── Material to process ──
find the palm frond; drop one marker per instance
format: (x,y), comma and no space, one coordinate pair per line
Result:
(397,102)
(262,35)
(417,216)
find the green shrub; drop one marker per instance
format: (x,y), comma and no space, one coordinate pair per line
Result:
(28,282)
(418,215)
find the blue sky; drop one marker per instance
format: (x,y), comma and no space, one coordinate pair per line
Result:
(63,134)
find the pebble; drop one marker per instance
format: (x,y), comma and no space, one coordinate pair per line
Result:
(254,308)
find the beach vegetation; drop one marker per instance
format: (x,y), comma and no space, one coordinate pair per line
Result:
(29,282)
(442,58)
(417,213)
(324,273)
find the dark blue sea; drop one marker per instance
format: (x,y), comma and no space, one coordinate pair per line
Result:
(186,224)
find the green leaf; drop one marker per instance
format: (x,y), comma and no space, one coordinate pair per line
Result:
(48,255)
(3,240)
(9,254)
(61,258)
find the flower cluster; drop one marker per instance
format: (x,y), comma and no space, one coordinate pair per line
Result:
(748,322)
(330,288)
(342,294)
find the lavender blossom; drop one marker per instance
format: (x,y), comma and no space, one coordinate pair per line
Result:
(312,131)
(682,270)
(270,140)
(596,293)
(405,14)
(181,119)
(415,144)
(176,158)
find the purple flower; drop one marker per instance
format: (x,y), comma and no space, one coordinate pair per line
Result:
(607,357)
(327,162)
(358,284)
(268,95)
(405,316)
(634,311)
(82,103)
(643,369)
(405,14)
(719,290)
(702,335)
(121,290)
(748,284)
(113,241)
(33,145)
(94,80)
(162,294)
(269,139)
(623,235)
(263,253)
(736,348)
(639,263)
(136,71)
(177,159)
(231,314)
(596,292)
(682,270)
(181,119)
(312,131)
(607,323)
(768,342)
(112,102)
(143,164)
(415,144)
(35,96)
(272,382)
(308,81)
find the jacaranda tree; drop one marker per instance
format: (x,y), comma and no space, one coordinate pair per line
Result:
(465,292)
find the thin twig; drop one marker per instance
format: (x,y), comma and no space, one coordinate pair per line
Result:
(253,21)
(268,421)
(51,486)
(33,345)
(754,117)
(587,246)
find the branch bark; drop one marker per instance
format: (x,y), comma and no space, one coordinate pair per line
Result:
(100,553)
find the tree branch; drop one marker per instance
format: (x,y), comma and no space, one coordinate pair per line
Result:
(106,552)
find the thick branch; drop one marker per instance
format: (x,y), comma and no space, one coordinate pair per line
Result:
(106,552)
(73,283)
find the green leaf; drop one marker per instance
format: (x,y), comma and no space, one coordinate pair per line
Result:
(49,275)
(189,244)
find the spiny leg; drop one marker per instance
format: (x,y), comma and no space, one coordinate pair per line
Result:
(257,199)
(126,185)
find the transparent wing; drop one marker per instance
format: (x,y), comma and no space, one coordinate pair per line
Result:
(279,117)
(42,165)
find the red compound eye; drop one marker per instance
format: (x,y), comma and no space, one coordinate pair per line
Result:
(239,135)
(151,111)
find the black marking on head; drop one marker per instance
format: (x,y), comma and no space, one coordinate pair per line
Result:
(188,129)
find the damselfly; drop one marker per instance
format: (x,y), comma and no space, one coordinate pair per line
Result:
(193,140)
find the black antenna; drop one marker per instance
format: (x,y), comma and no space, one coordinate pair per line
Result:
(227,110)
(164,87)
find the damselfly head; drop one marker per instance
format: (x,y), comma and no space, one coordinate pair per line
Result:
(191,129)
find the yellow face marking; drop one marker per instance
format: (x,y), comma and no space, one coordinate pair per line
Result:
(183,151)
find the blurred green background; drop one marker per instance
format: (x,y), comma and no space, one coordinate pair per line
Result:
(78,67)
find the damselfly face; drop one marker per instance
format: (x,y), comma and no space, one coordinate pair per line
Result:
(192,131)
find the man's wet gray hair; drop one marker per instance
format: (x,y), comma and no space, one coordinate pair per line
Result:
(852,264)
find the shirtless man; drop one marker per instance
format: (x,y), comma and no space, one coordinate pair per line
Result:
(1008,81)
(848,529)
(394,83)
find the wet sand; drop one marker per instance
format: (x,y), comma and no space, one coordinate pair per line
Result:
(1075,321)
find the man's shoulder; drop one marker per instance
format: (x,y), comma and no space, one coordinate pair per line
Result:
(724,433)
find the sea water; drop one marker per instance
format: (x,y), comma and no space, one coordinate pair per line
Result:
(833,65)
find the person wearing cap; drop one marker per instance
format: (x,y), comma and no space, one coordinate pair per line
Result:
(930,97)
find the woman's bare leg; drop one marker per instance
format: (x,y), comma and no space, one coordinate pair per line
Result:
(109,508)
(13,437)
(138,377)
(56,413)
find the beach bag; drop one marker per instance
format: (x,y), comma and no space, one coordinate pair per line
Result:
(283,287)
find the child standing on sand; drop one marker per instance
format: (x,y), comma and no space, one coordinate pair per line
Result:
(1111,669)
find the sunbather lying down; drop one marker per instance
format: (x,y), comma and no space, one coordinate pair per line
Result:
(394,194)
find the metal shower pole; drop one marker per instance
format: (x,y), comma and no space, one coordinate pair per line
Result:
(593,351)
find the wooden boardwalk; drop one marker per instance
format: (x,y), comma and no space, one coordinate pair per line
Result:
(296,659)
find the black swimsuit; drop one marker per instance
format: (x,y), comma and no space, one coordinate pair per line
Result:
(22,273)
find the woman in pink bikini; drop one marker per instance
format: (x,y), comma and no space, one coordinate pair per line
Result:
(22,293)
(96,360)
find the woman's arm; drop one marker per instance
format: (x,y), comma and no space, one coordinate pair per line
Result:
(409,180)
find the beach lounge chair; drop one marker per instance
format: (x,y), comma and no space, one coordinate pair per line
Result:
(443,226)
───
### [Aim of the task]
All of the entries above need to be reproduced exactly.

### [Solution to the problem]
find the palm frond; drop one marker per instance
format: (x,y), comma and no space, one coordinate pair per line
Result:
(397,102)
(262,35)
(417,216)
find the green shrub; drop one marker per instance
format: (x,y), comma and no space, one coordinate pair per line
Result:
(28,282)
(418,215)
find the blue sky; drop one marker per instance
format: (x,y), comma and no space, one coordinate pair per line
Result:
(63,134)
find the pebble; drop one marker per instance
format: (x,y), comma and no space, one coordinate pair per line
Result:
(254,308)
find the beach vegetation; drop one marker per instance
format: (x,y), comma and no space, one coordinate pair per line
Result:
(29,282)
(442,58)
(417,213)
(324,273)
find the dark blue sea; drop one marker per instance
format: (x,y), comma and no space, one coordinate pair per line
Result:
(186,224)
find the green leaf; drop one marker per instance
format: (x,y), comma and no space, one coordinate pair per line
Result:
(48,255)
(3,240)
(9,254)
(61,258)
find the flower cluster; drop one marker per instance
format: (x,y), comma and no space, one coordinate pair per line
Result:
(748,322)
(330,288)
(342,294)
find the lavender blossom; drop one marker per instance
format: (x,y), comma and no space, one coordinate pair per line
Result:
(312,131)
(682,270)
(270,140)
(596,293)
(405,14)
(181,119)
(415,144)
(176,158)
find the purple flower; drop one marker per instance
format: (x,y), comma and no space, one coordinate pair per line
Result:
(607,357)
(327,162)
(358,284)
(268,95)
(405,316)
(634,311)
(82,103)
(643,369)
(405,14)
(719,290)
(702,335)
(121,290)
(748,284)
(113,241)
(33,145)
(94,80)
(162,294)
(269,139)
(623,235)
(263,253)
(736,348)
(639,263)
(136,71)
(177,159)
(231,314)
(596,292)
(682,270)
(181,119)
(312,131)
(607,323)
(768,342)
(112,102)
(143,164)
(415,144)
(35,96)
(272,382)
(308,81)
find the jacaranda tree; drop one marker per instance
format: (x,y), comma and no space, one coordinate pair per line
Result:
(465,292)
find the thin twig; drop one marker per instance
format: (x,y), comma and no space, one coordinate pair per line
Result:
(253,21)
(268,421)
(51,486)
(33,345)
(754,117)
(587,246)
find the branch bark; drop one marker per instance
format: (x,y), comma and no space, one coordinate pair per line
Result:
(100,553)
find the tree branch; drop one marker per instance
format: (x,y), comma and no space, one coordinate pair per line
Result:
(106,552)
find the thick branch; drop one marker per instance
format: (x,y), comma and no space, one coordinate pair per line
Result:
(106,552)
(73,283)
find the green leaf; drop one marker per instance
format: (x,y), comma and no space, one coordinate pair per line
Result:
(49,275)
(189,244)
find the spiny leg; drop one marker per instance
format: (x,y), comma and no space, one coordinate pair per line
Result:
(257,199)
(126,185)
find the transparent wing; drop one marker per instance
format: (x,y), comma and no space, one coordinate pair per line
Result:
(279,117)
(42,165)
find the red compound eye; drop one marker per instance
format: (x,y), comma and no space, one coordinate pair per line
Result:
(239,135)
(151,111)
find the black marking on head; drop one marker per instance
format: (x,y), comma and no space, one coordinate pair per line
Result:
(188,129)
find the damselfly; drop one marker per instance
format: (x,y), comma and no space, one coordinate pair per line
Result:
(193,140)
find the black antenna; drop one marker per instance
format: (x,y), comma and no space, one coordinate pair per line
Result:
(227,110)
(164,87)
find the damselfly head; drop one marker per instance
format: (x,y), comma and no space, one coordinate pair per line
Result:
(191,129)
find the yellow face marking; drop one marker per instance
format: (x,y), comma and no space, one coordinate pair per line
Result:
(183,151)
find the blurred green background; drop one marker per instance
format: (x,y), comma and no space, one coordinate pair per line
Result:
(78,67)
find the damselfly face; drop one marker per instance
format: (x,y), comma and no space, one coordinate pair per line
Result:
(192,131)
find the man's wet gray hair; drop one marker per instance
format: (x,y), comma and no space, one coordinate pair per line
Result:
(852,264)
find the shirtless man; drop one marker per instance
format: (x,y), comma and no space, one coordinate pair per line
Result:
(1008,81)
(848,529)
(394,83)
find the wet sand; drop one marker per instance
format: (x,y), comma and no space, one coordinate pair per line
Result:
(1075,321)
find the man's shoulder; drop one marker per instance
format: (x,y), comma and no space, one coordinate pair per line
Result:
(724,433)
find the sea water; drop one marker per instance
format: (x,y), comma and no space, one coordinate pair per line
Result:
(833,65)
find the person wearing cap; drop one marker per instance
format: (x,y), comma and no space, one coordinate pair per line
Result:
(930,97)
find the woman's bare leg; drop one marker per instance
format: (x,y), comma and no space, one coordinate pair per line
Result:
(109,508)
(13,437)
(138,377)
(56,413)
find the beach bag; drop one marker per instance
format: (x,y), comma and no space, one coordinate pair per line
Result:
(283,287)
find the child standing on sand; drop one marker per instance
format: (x,y), comma and no space, one coordinate pair per line
Result:
(1111,669)
find the sunbather lying down; drop one marker per instance
format: (x,y), comma and no space, one coordinate pair per line
Result:
(394,194)
find the metal shower pole; drop one marker per instance
format: (x,y), comma and no space, one coordinate pair per line
Result:
(593,351)
find the wooden boardwalk; drop one marker per instance
format: (x,y), comma and no space, one coordinate pair per line
Result:
(296,659)
find the black swimsuit; drop one marker per instance
format: (x,y), comma and no space, one coordinate pair per line
Result:
(22,273)
find the woman in pink bikini; drop one marker per instance
format: (x,y), comma and no space, one coordinate pair per line
Result:
(22,293)
(96,360)
find the woman's arm; drop one marker per instance
format: (x,y), comma and no space, one coordinate pair per line
Result:
(409,180)
find the beach lounge chair; drop one marker per instance
format: (x,y), comma and no space, one coordinate pair per line
Result:
(443,226)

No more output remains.